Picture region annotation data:
──────

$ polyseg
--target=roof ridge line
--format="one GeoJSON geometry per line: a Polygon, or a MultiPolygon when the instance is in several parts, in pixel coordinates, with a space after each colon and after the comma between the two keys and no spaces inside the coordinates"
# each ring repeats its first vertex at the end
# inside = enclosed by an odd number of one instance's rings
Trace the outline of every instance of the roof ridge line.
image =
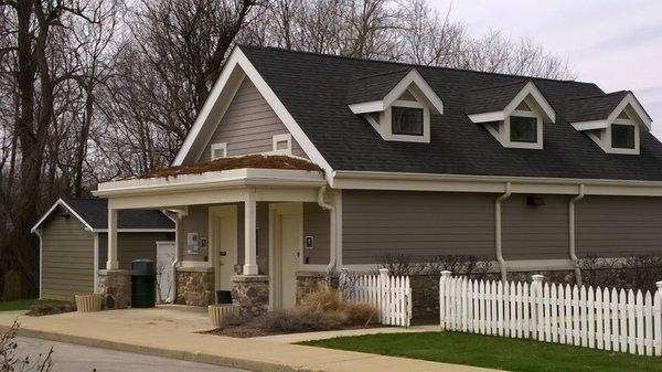
{"type": "Polygon", "coordinates": [[[528,83],[532,82],[535,84],[535,82],[533,82],[532,78],[522,78],[515,82],[510,82],[510,83],[504,83],[504,84],[496,84],[496,85],[490,85],[490,86],[479,86],[476,88],[470,88],[470,92],[474,92],[474,91],[484,91],[484,89],[492,89],[492,88],[502,88],[504,86],[511,86],[511,85],[517,85],[517,84],[522,84],[522,83],[528,83]]]}
{"type": "Polygon", "coordinates": [[[278,47],[278,46],[260,46],[260,45],[250,45],[250,44],[237,44],[237,46],[238,47],[244,46],[244,47],[250,47],[250,49],[271,50],[271,51],[285,52],[285,53],[318,55],[318,56],[322,56],[322,57],[341,59],[341,60],[350,60],[350,61],[364,61],[364,62],[373,62],[373,63],[382,63],[382,64],[391,64],[391,65],[403,65],[403,66],[420,67],[420,68],[457,71],[457,72],[473,73],[473,74],[479,74],[479,75],[502,76],[502,77],[520,77],[520,78],[530,78],[530,79],[547,81],[547,82],[556,82],[556,83],[567,83],[567,84],[596,85],[595,83],[580,82],[580,81],[574,81],[574,79],[562,79],[562,78],[551,78],[551,77],[526,76],[526,75],[495,73],[495,72],[468,70],[468,68],[459,68],[459,67],[423,65],[423,64],[405,63],[405,62],[398,62],[398,61],[385,61],[385,60],[374,60],[374,59],[371,60],[371,59],[353,57],[353,56],[346,56],[346,55],[324,54],[324,53],[320,53],[320,52],[287,50],[287,49],[282,49],[282,47],[278,47]]]}
{"type": "Polygon", "coordinates": [[[611,92],[611,93],[597,94],[597,95],[592,95],[592,96],[573,97],[573,98],[568,98],[568,100],[601,98],[601,97],[612,96],[612,95],[620,94],[620,93],[632,93],[632,91],[616,91],[616,92],[611,92]]]}

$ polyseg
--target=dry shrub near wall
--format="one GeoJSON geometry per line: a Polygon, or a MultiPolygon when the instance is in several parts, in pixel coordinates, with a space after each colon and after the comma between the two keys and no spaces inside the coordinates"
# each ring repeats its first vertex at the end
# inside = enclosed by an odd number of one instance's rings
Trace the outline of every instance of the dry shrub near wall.
{"type": "Polygon", "coordinates": [[[662,280],[662,255],[606,258],[587,254],[579,258],[581,280],[594,287],[618,287],[655,291],[662,280]]]}

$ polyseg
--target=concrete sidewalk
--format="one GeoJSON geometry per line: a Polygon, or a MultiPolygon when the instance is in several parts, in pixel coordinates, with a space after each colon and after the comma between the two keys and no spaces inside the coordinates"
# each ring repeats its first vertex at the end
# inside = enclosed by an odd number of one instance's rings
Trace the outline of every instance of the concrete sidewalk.
{"type": "MultiPolygon", "coordinates": [[[[253,371],[327,372],[479,372],[473,366],[382,357],[256,339],[200,334],[209,328],[195,311],[163,308],[70,312],[47,317],[18,316],[20,334],[52,341],[130,351],[253,371]]],[[[0,329],[17,313],[0,312],[0,329]]]]}

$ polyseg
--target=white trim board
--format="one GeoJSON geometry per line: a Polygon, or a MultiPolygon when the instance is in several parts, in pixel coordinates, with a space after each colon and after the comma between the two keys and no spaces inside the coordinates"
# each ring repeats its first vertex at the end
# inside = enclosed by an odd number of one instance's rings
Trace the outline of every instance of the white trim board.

──────

What you are asked to do: Quote every entry exactly, with the pictures omitted.

Result for this exercise:
$ polyseg
--target=roof ridge line
--format="one GeoJSON geometry per line: a Polygon, or a MultiPolygon when the instance is in several parts, in pixel coordinates, with a space after each colon and after the comma between the two keys and no spaces inside the coordinates"
# each ring repeats its first vertex at the end
# inside = enclosed by an odd number of one instance's rings
Trace the outline of every instance of the roof ridge line.
image =
{"type": "Polygon", "coordinates": [[[528,83],[532,82],[535,84],[535,82],[533,82],[532,78],[522,78],[515,82],[510,82],[510,83],[504,83],[504,84],[496,84],[496,85],[490,85],[490,86],[479,86],[476,88],[470,88],[470,92],[474,92],[474,91],[484,91],[484,89],[492,89],[492,88],[502,88],[504,86],[511,86],[511,85],[517,85],[517,84],[522,84],[522,83],[528,83]]]}
{"type": "Polygon", "coordinates": [[[278,47],[278,46],[260,46],[260,45],[250,45],[250,44],[237,44],[237,46],[238,47],[244,46],[244,47],[250,47],[250,49],[271,50],[271,51],[285,52],[285,53],[318,55],[318,56],[322,56],[322,57],[341,59],[341,60],[350,60],[350,61],[364,61],[364,62],[373,62],[373,63],[382,63],[382,64],[391,64],[391,65],[403,65],[403,66],[420,67],[420,68],[457,71],[457,72],[473,73],[473,74],[479,74],[479,75],[502,76],[502,77],[520,77],[520,78],[530,78],[530,79],[547,81],[547,82],[556,82],[556,83],[567,83],[567,84],[596,85],[595,83],[580,82],[580,81],[574,81],[574,79],[562,79],[562,78],[551,78],[551,77],[526,76],[526,75],[495,73],[495,72],[468,70],[468,68],[459,68],[459,67],[423,65],[423,64],[405,63],[405,62],[398,62],[398,61],[385,61],[385,60],[374,60],[374,59],[371,60],[371,59],[353,57],[353,56],[346,56],[346,55],[324,54],[324,53],[320,53],[320,52],[287,50],[287,49],[282,49],[282,47],[278,47]]]}
{"type": "Polygon", "coordinates": [[[611,92],[611,93],[597,94],[597,95],[592,95],[592,96],[573,97],[573,98],[568,98],[568,100],[601,98],[601,97],[612,96],[612,95],[620,94],[620,93],[632,93],[632,91],[616,91],[616,92],[611,92]]]}

$ polyseg
--target=dry shrub near wall
--format="one GeoJSON geometry per line: a Polygon, or a MultiPolygon when the instance is in several parts, in pixel coordinates, with a space after each colon and after the comma between the two keys and no spaces inside the coordinates"
# each ring repeats its first vertex at the end
# inside = enclosed by an odd number of one instance's rings
Trace the outline of every instance of the dry shrub near wall.
{"type": "Polygon", "coordinates": [[[662,280],[662,255],[606,258],[587,254],[579,258],[581,280],[594,287],[618,287],[655,291],[662,280]]]}

$ polyseg
--target=concrete sidewalk
--format="one GeoJSON geometry per line: a Polygon, or a MultiPolygon when the instance is in several parts, in pixel coordinates, with a space after each colon and after the comma between the two keys and no spaces inside the coordinates"
# each ring repeats its first vertex at the end
# inside = enclosed by an odd number of one instance's rings
Trace the outline of every instance of the concrete sidewalk.
{"type": "MultiPolygon", "coordinates": [[[[253,371],[327,372],[479,372],[473,366],[382,357],[256,339],[200,334],[209,328],[195,311],[163,308],[70,312],[47,317],[18,316],[20,334],[52,341],[130,351],[253,371]]],[[[0,329],[17,313],[0,312],[0,329]]]]}

$ polyseg
--target=white trim board
--format="one GeoJSON geometry per line: a Polygon, or a MultiPolygon when the instance is in several parts, in pixel coordinates, with a space after each colon and after the comma between the two keys and no spaces inside the coordinates"
# each ring repeats its first vertex at the end
# inside = enclosed by an odd number of one instance's rings
Trace the outline of every instance of the white trim board.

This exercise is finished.